╭─ Provided passage

[Author Prev][Author Next][Thread Prev][Thread Next][Author Index][Thread Index]

5kcstq new to me.....temperature gauge, boost pressure?



Hey Folks--I'm about 2 weeks into an '87 5kcstq (110K,  clean car);
first Audi for me.  I'm a wrench by avocation, do all my own work & some
for other folks; about the only thing I've ever farmed out over the past
30 years is front-end alignment (just had a good 4-wheel job done on the
Audi).

The first thing I do when dealing with something new is to get a good
shop manual to add to the shop library; just received my Audi goods from
$$Robert$$$Bentley$$......so far my reviews are mixed (regarding the
books, not the car)....

Anyway, the car runs great, but there are a couple of gremlins I'd like
to take care of:

1) the temperature gauge barely moves off of the peg on the cold side;
thermostat seems to be working properly; the engine warms up promptly at
temperatures below freezing & ultimately the cooling fan cycles on and
off if the car is not moving.  Plenty of heat through the HVAC system.
Well, it shouldn't be rocket science to check out the temperature
sending unit, right?  That is, if you can find the damned thing!
According to Professor Bentley & his book, there should be a 2-wire
connector going into a garden-variety temp sensor on what looks in a
picture to be the end of the cylinder head.  What I find instead are a
number of sensors that have to do with engine management, and a fat
appliance with a 4-wire connector that is threaded into a cooling system
flange that is attached to the head (drivers side, near the front of the
engine, above the thermostat housing).  Does this thing (which does not
appear in Bentley) incorporate the sender for the gauge?  If not, where
is it????   (and/or is there something special about Audi temperature
gauges that I'm not privy to?) 

2) The back-up lights don't work, which is only a problem if I back over
someone's bicycle when backing into the garage; haven't yet devoted my
full attention to that one....

3) Driver's side heated seat doesn't work (never had one in any other
car, so I guess I can live without it in this one, except I'm into
fixing things that don't work); relay is OK; are the elements (I guess
there are at least two) connected in series so that one break takes the
whole thing out?

╰─
╭─ Record list

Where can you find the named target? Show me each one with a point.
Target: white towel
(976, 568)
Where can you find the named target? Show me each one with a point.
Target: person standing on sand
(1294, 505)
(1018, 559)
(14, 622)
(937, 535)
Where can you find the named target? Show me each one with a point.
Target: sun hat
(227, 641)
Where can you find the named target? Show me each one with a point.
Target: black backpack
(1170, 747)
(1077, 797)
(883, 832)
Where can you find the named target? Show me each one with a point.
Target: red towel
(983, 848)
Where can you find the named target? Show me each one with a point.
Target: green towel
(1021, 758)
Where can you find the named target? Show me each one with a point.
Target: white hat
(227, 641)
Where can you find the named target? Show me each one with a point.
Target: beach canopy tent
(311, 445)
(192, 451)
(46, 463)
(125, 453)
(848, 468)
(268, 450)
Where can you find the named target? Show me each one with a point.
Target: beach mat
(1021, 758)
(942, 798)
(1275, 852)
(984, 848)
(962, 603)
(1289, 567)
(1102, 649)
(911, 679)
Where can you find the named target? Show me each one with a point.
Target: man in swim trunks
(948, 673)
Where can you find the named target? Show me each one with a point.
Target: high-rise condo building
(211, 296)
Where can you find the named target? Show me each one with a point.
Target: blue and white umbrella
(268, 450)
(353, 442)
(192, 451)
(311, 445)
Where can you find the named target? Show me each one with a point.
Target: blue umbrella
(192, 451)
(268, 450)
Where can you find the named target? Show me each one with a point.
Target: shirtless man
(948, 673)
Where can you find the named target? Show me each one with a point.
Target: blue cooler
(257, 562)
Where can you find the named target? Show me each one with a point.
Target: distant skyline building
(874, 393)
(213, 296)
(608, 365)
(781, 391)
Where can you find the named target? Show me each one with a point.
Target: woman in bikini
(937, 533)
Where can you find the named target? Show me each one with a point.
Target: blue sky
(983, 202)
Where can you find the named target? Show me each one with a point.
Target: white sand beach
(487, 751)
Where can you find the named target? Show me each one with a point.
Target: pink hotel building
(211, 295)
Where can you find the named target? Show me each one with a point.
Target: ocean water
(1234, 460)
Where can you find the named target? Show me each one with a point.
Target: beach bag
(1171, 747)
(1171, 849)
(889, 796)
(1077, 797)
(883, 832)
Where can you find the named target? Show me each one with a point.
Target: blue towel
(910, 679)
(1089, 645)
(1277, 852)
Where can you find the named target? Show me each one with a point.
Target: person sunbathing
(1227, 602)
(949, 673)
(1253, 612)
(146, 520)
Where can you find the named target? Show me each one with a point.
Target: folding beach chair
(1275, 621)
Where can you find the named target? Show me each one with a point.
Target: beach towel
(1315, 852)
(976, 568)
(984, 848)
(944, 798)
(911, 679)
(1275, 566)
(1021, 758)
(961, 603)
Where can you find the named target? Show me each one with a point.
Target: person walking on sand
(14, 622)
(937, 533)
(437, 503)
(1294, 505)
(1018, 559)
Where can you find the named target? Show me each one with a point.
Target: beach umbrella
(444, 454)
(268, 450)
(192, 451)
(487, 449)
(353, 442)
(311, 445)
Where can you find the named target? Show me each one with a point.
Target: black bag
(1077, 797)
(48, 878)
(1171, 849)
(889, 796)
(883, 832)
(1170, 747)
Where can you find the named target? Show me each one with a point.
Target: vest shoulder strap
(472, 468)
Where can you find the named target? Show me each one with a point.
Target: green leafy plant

╰─

**Problems to work on:**
A: In the Audi forum post, what is the only job the writer says they have farmed out over the past 30 years?
B: Write the next part of the Audi forum post, starting after its final sentence.

**Answers given:**
A: Front-end alignment.

B:
4) The computer on the dash says I'm getting 1.2 bars of boost max (.9
bar ignition on, engine off; I'm at about 500 feet above sea level); it
spools this up readily from maybe 3/4 throttle to WFO in the top 4
gears, and the car pulls smoothly, but no kick in the pants like some
other turbos I've driven.  My reading of professor Bentley implies that
this is within spec, but it seems low to me.  I've checked all the
connections on the run from the intake side of the turbo to the intake
manifold & everything seems tight & leak-free.  I haven't determined
whether or not it's pushing the wastegate open at max boost, but I've
been assuming that's the case..... The car hasn't used a drop of oil in
about 1500 miles, and the intake runner wasn't full of metal or other
crud indicative of impending turbo self-destruction.    If this level of
boost is normal, what options are out there in the way of getting more
performance out of these engines?

Other than the above, this is a great car.  All the running gear is
tight; new steering rack, flawless body inside and out.

Regards & TIA

Nick Evans
Mayflower Garage
Barboursville, Virginia

'875kcstq
'91 740 Volvo wagon
'92 Probe GT (this turbo will kick you in the pants)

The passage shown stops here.